:: EXERCISE AIM ::
Below are the entries; output exactly the lines from the one containing "Provide the location of each instance of the concrete" through the final line, inclusive.

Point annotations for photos
* START *

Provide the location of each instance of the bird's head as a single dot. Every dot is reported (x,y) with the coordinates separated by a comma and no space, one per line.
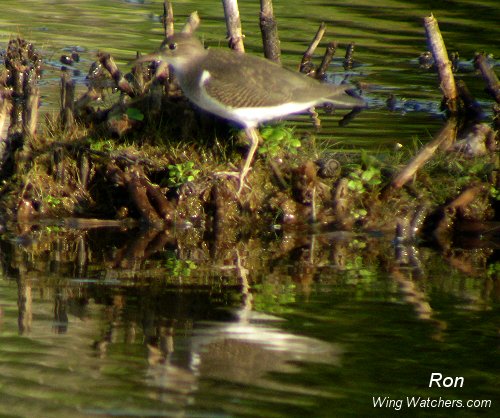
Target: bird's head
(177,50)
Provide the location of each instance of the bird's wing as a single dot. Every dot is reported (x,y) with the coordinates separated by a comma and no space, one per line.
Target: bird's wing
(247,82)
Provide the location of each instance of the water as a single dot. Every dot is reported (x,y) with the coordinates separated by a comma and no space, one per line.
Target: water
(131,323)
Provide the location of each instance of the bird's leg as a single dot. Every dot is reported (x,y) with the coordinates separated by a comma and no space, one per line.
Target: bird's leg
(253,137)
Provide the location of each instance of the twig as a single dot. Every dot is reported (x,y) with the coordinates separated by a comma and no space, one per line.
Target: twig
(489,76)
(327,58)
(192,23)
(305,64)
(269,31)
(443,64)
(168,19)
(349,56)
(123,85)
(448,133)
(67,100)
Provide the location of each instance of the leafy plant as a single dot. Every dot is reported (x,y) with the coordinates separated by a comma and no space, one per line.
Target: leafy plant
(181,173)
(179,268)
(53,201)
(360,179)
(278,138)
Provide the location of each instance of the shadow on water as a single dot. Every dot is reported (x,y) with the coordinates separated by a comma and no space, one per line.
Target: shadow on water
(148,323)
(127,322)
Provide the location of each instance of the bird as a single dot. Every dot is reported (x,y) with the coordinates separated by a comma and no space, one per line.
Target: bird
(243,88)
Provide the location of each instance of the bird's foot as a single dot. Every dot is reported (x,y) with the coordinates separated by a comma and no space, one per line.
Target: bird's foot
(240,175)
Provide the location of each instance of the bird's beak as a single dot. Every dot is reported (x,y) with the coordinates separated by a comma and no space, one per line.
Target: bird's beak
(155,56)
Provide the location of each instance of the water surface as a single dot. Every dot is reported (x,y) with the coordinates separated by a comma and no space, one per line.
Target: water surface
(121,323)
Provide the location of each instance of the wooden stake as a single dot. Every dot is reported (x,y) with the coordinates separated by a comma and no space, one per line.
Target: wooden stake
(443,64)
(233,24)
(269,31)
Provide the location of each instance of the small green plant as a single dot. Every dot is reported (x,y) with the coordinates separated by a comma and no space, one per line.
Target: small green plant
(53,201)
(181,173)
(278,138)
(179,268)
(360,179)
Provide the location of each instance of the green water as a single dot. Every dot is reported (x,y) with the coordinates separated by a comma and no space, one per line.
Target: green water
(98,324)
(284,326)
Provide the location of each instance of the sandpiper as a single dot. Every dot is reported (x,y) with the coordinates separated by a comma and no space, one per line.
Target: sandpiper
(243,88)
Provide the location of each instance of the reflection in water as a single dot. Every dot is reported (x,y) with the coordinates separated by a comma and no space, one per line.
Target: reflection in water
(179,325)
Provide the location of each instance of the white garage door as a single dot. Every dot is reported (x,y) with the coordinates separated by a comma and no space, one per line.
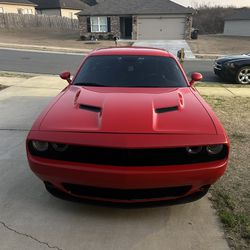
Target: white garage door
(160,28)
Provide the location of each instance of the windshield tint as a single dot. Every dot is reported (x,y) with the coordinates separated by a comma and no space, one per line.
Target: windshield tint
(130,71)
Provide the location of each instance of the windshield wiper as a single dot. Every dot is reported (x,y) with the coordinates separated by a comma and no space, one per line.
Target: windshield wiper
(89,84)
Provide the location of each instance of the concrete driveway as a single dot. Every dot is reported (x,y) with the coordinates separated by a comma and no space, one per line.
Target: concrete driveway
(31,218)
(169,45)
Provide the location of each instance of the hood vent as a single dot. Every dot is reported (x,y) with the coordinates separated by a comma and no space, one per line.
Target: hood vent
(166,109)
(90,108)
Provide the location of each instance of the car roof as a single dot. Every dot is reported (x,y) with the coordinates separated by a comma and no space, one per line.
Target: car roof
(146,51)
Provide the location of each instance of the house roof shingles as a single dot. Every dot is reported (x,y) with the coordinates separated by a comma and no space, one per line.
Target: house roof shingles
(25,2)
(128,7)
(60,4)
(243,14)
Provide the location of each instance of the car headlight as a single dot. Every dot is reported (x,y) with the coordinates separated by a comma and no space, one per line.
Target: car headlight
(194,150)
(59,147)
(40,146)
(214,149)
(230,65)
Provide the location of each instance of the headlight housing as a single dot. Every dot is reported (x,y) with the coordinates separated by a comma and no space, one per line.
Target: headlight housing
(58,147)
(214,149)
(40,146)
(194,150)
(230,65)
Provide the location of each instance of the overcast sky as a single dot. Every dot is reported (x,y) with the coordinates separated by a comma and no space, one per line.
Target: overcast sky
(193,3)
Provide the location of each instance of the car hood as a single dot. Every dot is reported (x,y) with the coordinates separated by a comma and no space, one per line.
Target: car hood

* END *

:: CORRECT RESULT ::
Provide the location of each instance of the concrete driveway as a single dot. Every dot is reported (x,y) with the coordinates separated by a comma and no space, one per line.
Target: concrete driveway
(31,218)
(169,45)
Provide the location of each instance of the hood vent as a single dot. Every dot is reported (x,y) with the coordinates separated by a comma and no space, one per line.
Target: hood vent
(166,109)
(90,108)
Provide the location of each instance of the car roof as a single dot. Every dot is reported (x,y) with the coordinates separated by a comma and no space, one per line.
Target: car roof
(146,51)
Provide the location of each instance of the house roof shingles as a single dot. Every dot is reported (x,y) with the coordinates separated by a comma and no space, one per line.
Target: house roof shingles
(25,2)
(128,7)
(60,4)
(243,14)
Provide the location of each instance of the car headlight as a single dot. Every dot is reported (x,y) with the coordinates separated by a comma and no space, one per line.
Target: car headlight
(194,150)
(59,147)
(40,146)
(214,149)
(230,65)
Provide the location of each instance of the headlight housing as a single dot. Every dot is reported (x,y) with the coordinates separated by a comma and no space, one per line.
Target: headlight housing
(58,147)
(214,149)
(40,146)
(194,150)
(230,65)
Provide the location of each instance of the overcast sky as a single dot. Every dot is reported (x,y) with the coordinates separated by a comma and no space, one per line.
Target: overcast sky
(193,3)
Provide the location of each instance of the car hood as a single dot. Every dot is reported (x,y) with the coordinates separated by a comma and no space, one per line.
Target: car hood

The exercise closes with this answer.